──────── DATASET ENTRIES ────────

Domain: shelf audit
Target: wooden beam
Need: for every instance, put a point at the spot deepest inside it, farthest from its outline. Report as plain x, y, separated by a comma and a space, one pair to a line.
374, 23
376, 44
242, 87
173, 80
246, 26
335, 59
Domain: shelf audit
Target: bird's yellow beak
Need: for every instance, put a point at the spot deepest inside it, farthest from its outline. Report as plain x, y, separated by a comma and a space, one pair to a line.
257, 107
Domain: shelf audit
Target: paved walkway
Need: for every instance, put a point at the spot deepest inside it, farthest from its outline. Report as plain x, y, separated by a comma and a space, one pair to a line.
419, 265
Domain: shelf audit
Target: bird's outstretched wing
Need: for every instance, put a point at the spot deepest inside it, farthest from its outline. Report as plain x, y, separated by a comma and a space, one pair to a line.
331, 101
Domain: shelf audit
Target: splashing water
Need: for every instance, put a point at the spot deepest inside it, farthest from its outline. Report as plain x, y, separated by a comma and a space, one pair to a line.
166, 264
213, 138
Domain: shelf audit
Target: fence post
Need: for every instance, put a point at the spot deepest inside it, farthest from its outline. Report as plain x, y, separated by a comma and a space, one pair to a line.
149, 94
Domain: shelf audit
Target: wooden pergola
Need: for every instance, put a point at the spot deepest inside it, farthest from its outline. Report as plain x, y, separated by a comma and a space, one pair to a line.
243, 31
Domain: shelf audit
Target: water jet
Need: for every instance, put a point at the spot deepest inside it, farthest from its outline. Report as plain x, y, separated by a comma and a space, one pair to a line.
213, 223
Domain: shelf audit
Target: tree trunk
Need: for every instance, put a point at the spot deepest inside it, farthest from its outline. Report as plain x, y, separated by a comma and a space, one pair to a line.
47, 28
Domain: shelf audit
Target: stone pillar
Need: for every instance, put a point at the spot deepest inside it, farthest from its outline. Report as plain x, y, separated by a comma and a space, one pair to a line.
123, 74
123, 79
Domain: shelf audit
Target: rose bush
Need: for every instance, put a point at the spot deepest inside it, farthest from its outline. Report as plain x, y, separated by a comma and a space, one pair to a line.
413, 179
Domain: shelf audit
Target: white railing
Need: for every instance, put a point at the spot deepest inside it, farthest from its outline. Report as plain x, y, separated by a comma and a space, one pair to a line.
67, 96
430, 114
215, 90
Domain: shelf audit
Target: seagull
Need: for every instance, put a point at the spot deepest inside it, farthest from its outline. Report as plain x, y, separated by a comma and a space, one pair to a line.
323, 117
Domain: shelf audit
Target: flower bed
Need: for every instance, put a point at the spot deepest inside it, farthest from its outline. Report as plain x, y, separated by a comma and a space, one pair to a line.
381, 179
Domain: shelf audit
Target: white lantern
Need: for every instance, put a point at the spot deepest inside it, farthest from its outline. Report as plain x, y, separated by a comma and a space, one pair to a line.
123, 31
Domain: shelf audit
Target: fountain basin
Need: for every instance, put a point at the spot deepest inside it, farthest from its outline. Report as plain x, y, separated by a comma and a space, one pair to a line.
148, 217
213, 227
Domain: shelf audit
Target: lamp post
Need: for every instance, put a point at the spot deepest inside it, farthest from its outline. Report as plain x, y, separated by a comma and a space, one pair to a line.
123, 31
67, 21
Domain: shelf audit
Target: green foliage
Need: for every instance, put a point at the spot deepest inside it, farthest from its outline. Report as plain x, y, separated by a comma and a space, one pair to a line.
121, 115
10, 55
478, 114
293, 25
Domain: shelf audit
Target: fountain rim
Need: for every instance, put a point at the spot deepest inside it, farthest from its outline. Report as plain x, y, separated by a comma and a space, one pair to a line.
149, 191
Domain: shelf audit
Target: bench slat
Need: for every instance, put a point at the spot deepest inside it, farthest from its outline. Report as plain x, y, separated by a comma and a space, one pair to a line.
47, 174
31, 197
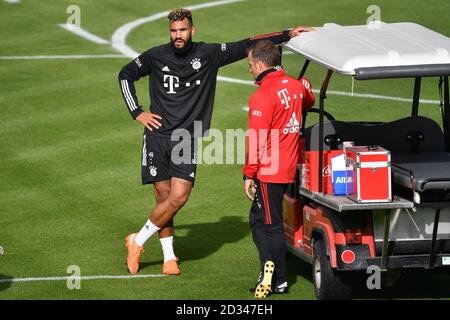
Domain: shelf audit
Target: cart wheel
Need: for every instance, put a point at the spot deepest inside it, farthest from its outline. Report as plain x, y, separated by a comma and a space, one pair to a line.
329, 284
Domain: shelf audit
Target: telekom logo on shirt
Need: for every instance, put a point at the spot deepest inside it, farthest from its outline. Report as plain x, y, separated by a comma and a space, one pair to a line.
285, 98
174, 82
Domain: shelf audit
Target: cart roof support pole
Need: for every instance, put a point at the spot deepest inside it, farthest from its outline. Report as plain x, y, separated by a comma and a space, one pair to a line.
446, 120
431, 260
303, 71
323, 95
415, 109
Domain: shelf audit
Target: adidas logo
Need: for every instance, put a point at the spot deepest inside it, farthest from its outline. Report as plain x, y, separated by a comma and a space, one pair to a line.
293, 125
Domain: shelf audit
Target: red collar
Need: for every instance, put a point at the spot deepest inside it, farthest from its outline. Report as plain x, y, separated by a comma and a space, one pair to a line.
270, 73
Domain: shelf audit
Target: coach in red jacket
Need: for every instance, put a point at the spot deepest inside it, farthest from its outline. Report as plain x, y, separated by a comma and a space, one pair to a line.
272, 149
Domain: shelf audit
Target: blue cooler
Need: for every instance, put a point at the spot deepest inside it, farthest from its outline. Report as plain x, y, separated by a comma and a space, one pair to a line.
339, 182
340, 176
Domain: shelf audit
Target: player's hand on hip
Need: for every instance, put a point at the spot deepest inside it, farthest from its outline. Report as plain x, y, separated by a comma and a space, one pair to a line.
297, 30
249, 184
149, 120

────────
──────── DATASET ENTRIES ────────

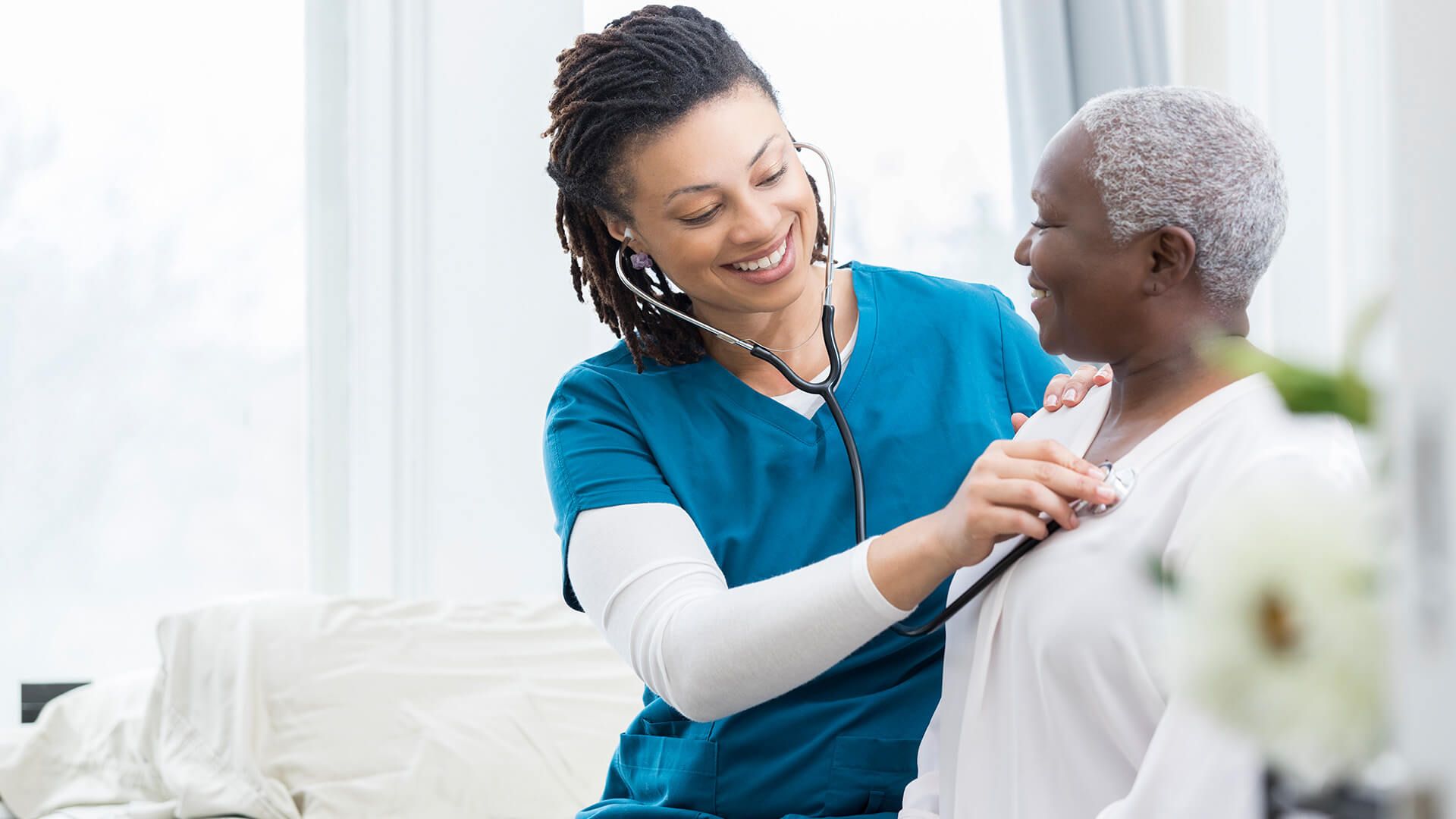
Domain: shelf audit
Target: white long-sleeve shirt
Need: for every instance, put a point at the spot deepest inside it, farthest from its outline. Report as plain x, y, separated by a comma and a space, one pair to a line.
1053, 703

────────
──────── DATASET ENTRIES ────────

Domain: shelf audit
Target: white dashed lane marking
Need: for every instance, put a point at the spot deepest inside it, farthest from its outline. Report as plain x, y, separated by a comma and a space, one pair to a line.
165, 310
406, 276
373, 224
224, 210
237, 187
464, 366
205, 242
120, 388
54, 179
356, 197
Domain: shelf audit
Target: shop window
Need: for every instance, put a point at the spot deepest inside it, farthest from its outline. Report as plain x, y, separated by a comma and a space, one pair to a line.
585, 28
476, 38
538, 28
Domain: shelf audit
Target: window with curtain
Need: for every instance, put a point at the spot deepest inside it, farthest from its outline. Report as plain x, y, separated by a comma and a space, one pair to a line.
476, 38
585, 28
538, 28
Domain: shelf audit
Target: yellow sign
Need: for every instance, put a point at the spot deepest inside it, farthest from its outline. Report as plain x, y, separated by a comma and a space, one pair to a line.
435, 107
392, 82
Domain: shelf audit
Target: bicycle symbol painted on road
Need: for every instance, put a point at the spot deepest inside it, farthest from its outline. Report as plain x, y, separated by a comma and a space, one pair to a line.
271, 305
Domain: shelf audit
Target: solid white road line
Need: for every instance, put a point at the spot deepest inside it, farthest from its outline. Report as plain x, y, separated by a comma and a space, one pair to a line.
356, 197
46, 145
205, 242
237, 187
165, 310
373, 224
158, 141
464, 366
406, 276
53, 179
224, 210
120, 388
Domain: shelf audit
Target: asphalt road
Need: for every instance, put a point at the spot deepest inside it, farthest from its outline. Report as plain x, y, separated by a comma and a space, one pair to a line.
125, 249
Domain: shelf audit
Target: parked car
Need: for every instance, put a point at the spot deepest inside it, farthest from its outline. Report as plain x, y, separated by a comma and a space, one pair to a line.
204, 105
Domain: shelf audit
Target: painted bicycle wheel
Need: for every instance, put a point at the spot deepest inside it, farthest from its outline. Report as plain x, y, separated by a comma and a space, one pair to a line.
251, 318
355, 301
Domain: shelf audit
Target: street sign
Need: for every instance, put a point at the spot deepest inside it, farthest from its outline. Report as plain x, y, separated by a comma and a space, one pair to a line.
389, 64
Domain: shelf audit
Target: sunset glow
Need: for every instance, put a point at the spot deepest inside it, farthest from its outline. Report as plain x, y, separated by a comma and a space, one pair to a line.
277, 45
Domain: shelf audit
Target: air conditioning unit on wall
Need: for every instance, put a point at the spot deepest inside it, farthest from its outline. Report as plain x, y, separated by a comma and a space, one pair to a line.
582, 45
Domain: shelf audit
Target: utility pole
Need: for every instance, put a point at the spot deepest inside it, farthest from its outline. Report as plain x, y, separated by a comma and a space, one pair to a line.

────────

STATED EXERCISE
Report every line of the rows above that contains the string "wheel", copying each in full; case counts.

THE RESULT
Target: cart wheel
Target: painted bicycle wheel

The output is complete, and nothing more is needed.